Python reference — what you should actually write vs. what's under the hood
The JavaScript above uses explicit 2×2 inversion and scalar loops.
In practice, you fit GLMs with statsmodels. Below: the two-line
version first, then the manual IRLS that sm.GLM.fit() runs internally.
What you write
import numpy as np
import statsmodels.api as sm
# Generate data (same setup as the simulation)
rng = np.random.default_rng(418)
n = 20
X = rng.normal(size=(n, 2)) * 1.5
beta_true = np.array([1.5, -1.0])
p_true = 1 / (1 + np.exp(-X @ beta_true))
y = rng.binomial(1, p_true)
# Fit: GLM with Binomial family, logit link (canonical), no intercept
# fit() calls IRLS internally — uses QR on the weighted system
model = sm.GLM(y, X, family=sm.families.Binomial())

* _Data_
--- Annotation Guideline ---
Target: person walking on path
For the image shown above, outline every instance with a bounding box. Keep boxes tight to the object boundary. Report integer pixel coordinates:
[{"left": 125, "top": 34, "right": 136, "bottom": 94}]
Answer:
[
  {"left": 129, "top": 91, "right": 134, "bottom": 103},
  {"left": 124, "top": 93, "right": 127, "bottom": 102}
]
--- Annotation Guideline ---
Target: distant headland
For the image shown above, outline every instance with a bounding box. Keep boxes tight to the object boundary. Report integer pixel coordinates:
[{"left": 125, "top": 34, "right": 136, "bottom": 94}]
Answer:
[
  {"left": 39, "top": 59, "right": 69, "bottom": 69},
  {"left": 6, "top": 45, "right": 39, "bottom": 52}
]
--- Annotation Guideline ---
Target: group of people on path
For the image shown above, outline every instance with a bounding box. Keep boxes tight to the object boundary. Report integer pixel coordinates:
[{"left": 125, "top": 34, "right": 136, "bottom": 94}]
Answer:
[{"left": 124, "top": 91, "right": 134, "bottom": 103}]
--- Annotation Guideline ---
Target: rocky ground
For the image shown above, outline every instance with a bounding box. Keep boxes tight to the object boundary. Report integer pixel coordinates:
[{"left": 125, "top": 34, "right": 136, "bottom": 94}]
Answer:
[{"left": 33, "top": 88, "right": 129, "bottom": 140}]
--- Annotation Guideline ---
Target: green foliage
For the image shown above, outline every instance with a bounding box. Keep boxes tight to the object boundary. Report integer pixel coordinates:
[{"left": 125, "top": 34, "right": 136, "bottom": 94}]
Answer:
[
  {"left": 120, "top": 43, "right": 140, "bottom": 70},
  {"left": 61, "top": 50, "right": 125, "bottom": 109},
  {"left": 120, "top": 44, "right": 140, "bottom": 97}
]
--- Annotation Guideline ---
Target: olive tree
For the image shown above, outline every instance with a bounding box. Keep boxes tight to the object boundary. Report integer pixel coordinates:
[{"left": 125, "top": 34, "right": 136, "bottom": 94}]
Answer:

* _Exercise_
Continue the statsmodels GLM reference from its last line of code, carrying on in the same style. The records stand apart from the statsmodels GLM reference and have nothing to do with it.

* _Reply_
result = model.fit()
print(result.summary())
print(f"Converged in {result.fit_history['iteration']} IRLS iterations")
# Diagnostics that connect to this simulation:
print(f"Coefficients: {result.params}")
print(f"Log-likelihood: {result.llf:.6f}")
print(f"Deviance: {result.deviance:.6f}")
# Detect separation: check the condition number of the final X'WX
mu_hat = result.mu
w_hat = mu_hat * (1 - mu_hat)
XtWX = (X * w_hat[:, None]).T @ X
print(f"cond(X'WX): {np.linalg.cond(XtWX):.2e}")
print(f"min(w_i): {w_hat.min():.4e}")
What statsmodels does internally (manual IRLS)
from scipy.special import expit # numerically stable sigmoid
def irls_logistic(X, y, beta_init, max_iter=25, tol=1e-10):
"""Manual IRLS matching the simulation step-by-step."""
beta = beta_init.copy()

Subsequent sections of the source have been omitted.